What you have to do: Convert the lines of the records below, from the line with "Pointing guideline: for each instance of the oven window" through the end of the records, into a Markdown table with the columns No. and Text, with one numbered row per line and blank lines omitted.

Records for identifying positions
= = = =

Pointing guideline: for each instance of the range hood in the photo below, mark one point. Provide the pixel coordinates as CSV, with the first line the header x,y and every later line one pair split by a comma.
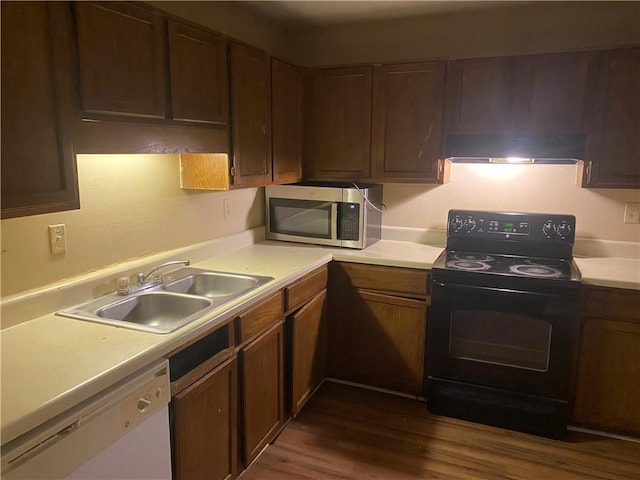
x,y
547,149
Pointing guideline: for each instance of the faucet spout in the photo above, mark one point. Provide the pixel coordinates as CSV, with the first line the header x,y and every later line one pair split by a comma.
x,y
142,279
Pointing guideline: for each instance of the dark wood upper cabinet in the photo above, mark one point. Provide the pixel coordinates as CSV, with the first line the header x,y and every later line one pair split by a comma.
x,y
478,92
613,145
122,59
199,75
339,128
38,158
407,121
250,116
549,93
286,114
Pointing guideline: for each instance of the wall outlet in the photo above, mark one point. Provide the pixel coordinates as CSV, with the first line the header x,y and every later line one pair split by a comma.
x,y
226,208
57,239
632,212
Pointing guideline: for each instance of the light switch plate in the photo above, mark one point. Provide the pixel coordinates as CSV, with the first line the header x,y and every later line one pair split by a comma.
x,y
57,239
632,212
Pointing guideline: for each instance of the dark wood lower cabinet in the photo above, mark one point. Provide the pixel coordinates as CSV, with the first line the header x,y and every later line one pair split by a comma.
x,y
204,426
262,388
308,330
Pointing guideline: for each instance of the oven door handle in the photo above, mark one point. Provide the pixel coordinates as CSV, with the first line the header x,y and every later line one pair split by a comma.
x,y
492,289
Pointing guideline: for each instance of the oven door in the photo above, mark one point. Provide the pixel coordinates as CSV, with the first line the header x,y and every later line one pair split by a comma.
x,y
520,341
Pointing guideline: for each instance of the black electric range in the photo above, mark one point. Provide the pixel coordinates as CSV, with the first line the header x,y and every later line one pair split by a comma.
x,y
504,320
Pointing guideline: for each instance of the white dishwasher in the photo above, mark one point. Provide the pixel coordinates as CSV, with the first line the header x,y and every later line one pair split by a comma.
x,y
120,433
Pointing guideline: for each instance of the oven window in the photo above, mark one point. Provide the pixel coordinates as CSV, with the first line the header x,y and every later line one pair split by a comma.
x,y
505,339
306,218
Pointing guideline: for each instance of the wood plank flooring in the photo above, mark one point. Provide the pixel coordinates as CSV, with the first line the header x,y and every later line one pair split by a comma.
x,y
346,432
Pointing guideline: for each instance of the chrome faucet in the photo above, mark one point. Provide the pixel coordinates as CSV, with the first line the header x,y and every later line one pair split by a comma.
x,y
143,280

= = = =

Task output:
| No. | Text |
|---|---|
| 1 | Pointing guideline: for each instance of the oven window in the photo above, mark one point. Provide the pixel coordinates as CSV, with the first line the header x,y and every later line one pair split by a comma. |
| 2 | x,y |
| 3 | 505,339 |
| 4 | 306,218 |
| 5 | Pointing guideline: for each instance of the wood plank flooring in the photo above, mark one point. Provide the pixel coordinates as CSV, with the first line the header x,y and every later line one pair split by a comma. |
| 6 | x,y |
| 7 | 346,432 |
| 8 | Pointing guideline: for each instance of the chrome faucet in the photo above, mark one point. Provide the pixel coordinates as CSV, with the first line the header x,y and every later line one pair split by a comma. |
| 9 | x,y |
| 10 | 143,280 |